Assignment: Among the lines of the listing below, count those with the string "positive". Give the number and no commentary.

::::::::::

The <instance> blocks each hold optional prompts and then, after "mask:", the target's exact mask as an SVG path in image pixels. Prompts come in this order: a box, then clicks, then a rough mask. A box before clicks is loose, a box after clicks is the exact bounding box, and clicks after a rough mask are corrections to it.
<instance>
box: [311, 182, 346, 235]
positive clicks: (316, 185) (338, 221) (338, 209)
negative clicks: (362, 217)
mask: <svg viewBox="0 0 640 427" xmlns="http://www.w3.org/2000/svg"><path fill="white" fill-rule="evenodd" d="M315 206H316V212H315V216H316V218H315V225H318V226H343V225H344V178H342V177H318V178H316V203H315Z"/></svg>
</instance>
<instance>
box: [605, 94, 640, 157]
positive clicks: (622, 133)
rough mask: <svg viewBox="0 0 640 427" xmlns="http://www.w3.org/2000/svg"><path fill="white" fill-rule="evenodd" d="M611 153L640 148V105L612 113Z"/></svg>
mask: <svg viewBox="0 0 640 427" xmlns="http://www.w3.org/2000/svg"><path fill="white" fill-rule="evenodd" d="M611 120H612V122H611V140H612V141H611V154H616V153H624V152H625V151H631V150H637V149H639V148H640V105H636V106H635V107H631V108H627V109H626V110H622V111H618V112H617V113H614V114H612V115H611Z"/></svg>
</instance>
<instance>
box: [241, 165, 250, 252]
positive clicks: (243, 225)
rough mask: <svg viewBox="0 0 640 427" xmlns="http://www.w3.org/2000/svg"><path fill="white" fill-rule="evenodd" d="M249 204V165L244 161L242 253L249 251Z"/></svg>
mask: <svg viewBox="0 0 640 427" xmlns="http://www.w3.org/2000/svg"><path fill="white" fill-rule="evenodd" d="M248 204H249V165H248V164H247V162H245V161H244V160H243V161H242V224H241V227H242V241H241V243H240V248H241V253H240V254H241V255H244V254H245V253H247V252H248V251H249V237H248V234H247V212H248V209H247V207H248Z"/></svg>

::::::::::

Reply to the exercise: 3